** start **
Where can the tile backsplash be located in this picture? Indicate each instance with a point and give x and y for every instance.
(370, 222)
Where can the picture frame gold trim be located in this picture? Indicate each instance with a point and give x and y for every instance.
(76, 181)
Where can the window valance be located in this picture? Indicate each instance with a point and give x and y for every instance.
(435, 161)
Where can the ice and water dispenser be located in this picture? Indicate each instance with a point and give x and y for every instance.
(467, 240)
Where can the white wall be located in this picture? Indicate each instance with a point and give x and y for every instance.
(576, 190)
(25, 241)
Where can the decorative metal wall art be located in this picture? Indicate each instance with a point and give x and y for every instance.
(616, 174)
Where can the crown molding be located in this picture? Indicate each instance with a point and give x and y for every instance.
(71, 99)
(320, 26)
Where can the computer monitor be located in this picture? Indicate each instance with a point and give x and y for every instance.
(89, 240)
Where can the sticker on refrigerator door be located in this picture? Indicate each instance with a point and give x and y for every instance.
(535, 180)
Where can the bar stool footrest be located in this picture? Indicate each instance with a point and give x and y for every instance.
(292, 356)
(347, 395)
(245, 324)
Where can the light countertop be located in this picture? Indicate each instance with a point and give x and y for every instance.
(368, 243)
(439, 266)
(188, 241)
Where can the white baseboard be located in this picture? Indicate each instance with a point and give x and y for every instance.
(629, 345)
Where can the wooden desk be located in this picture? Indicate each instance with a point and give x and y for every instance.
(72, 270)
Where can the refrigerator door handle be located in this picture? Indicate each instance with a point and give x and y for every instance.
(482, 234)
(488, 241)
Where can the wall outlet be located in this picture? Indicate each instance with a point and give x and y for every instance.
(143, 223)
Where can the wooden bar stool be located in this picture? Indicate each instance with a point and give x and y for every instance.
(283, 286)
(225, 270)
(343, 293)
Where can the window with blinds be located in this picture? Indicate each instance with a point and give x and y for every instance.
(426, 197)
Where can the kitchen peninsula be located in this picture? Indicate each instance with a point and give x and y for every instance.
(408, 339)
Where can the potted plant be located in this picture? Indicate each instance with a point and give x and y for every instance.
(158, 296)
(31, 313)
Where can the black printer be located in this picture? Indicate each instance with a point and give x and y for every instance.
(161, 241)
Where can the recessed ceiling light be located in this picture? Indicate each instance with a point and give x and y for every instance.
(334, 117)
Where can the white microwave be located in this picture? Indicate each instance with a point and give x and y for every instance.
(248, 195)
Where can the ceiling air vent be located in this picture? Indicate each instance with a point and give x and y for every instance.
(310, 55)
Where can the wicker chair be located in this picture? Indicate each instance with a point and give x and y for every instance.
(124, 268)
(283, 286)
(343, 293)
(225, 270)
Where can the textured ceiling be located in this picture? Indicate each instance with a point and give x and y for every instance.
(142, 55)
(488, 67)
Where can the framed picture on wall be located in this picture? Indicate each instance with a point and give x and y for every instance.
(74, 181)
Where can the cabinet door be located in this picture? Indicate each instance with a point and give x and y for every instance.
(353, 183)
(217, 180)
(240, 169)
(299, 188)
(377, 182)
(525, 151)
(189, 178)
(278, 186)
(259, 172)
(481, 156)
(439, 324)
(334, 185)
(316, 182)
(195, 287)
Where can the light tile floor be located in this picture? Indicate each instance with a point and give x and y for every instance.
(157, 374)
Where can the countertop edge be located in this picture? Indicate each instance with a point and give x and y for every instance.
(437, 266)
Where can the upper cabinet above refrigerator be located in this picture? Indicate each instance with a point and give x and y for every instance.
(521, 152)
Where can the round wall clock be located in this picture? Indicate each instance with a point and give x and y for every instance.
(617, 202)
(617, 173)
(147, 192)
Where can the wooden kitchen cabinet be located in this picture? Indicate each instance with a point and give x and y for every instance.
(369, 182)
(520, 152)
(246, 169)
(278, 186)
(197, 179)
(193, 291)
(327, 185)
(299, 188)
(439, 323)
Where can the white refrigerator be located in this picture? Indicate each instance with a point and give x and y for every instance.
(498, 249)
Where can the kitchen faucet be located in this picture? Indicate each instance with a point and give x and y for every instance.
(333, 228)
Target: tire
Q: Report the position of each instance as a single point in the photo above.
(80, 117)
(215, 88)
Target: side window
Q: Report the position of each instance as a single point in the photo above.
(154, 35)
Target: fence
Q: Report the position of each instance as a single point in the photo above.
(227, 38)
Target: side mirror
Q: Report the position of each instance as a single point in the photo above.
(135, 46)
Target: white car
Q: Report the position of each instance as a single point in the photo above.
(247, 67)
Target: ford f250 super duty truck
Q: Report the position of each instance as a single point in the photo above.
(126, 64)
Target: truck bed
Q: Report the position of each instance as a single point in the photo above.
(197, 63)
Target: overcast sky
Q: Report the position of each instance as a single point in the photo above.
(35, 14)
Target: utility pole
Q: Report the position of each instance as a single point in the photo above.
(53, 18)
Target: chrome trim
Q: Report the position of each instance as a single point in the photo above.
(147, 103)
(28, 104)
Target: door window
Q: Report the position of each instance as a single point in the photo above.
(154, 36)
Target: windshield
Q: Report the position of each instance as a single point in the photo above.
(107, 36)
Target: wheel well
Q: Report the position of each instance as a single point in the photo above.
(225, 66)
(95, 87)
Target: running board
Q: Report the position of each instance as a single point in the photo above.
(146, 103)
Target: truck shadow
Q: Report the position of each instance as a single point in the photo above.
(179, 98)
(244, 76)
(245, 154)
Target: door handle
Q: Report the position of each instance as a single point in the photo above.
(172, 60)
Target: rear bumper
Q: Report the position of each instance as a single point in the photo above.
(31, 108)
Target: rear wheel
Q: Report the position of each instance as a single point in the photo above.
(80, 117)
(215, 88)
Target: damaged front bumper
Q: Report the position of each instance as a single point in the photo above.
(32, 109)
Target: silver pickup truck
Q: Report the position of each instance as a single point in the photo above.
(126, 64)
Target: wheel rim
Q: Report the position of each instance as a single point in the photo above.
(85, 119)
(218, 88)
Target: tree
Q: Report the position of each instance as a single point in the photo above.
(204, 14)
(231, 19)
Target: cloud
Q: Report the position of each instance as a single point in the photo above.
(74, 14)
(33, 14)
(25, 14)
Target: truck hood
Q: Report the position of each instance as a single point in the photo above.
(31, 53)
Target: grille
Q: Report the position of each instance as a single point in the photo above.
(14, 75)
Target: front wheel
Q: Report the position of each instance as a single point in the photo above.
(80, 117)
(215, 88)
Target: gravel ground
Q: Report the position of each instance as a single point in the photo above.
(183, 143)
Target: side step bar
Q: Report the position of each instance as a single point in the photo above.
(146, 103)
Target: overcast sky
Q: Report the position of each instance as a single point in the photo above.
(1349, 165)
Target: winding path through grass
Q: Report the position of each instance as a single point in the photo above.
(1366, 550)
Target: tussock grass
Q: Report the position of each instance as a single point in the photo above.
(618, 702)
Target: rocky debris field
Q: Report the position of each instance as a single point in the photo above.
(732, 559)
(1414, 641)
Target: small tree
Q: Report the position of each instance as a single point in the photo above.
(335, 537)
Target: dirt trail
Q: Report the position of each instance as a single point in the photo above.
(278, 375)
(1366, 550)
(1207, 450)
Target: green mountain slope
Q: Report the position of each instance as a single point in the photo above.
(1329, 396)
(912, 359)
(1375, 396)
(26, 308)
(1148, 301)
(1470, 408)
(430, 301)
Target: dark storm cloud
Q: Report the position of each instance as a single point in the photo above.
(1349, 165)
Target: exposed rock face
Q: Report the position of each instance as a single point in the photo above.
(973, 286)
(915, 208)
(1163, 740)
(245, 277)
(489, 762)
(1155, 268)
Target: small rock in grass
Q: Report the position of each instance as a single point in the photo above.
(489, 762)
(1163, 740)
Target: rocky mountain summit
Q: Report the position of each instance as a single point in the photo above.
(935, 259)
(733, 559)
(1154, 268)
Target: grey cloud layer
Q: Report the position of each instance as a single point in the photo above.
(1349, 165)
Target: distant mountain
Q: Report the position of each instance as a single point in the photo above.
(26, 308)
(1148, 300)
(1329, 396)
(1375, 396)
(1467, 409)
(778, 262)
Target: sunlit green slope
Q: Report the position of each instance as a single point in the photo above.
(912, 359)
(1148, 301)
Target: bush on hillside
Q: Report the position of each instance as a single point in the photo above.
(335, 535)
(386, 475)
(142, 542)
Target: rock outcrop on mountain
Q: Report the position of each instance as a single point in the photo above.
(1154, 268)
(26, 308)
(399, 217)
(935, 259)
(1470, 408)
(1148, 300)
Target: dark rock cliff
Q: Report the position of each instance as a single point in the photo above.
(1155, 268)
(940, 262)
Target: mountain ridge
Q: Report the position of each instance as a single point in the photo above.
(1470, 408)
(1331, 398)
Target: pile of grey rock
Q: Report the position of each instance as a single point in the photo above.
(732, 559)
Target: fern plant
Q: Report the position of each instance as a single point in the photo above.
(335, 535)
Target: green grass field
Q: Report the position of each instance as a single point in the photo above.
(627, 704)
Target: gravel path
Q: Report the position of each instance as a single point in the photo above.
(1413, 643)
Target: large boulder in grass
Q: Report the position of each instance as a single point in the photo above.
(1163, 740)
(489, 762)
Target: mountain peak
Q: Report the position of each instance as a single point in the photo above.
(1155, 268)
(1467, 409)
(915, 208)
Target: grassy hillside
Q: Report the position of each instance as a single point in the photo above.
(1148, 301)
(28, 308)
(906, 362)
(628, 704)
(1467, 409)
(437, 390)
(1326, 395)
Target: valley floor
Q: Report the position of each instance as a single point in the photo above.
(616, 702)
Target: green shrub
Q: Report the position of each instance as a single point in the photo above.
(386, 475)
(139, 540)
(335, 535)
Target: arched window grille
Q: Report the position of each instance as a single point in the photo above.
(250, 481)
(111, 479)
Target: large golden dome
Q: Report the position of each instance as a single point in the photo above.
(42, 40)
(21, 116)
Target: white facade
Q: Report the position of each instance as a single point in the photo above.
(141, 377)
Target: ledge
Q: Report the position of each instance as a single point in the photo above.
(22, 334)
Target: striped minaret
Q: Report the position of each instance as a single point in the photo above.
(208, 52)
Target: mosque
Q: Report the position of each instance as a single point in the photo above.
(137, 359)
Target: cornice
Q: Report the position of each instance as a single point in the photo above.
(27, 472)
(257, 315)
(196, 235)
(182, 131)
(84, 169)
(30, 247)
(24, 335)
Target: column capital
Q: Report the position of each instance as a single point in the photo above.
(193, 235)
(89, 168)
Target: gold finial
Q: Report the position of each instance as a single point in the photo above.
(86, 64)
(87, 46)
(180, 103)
** end **
| Brief |
Give the lines from the one containing "Target: ledge" through the end of the entries as a JSON list of strings, one string per line, skipping any blank lines.

| The reply |
[
  "Target: ledge",
  "Q: Report the position of each instance as a single point in the photo above.",
  "(22, 334)",
  "Target: striped minaret",
  "Q: Report the position of each instance as a single point in the photo above.",
  "(208, 52)",
  "Target: mosque",
  "Q: Report the position of each instance as a single point in the photo above.",
  "(137, 359)",
  "Target: cornice",
  "Q: Report the position of each instance as a single point in the photo above.",
  "(27, 472)",
  "(257, 315)",
  "(196, 235)",
  "(182, 131)",
  "(84, 169)",
  "(30, 247)",
  "(24, 335)",
  "Target: column capital",
  "Q: Report the position of each instance as a single point in the photo above.",
  "(193, 235)",
  "(89, 168)",
  "Target: gold finial",
  "Q: Report the position of each instance as a single point in the photo above.",
  "(86, 64)",
  "(87, 46)",
  "(180, 103)"
]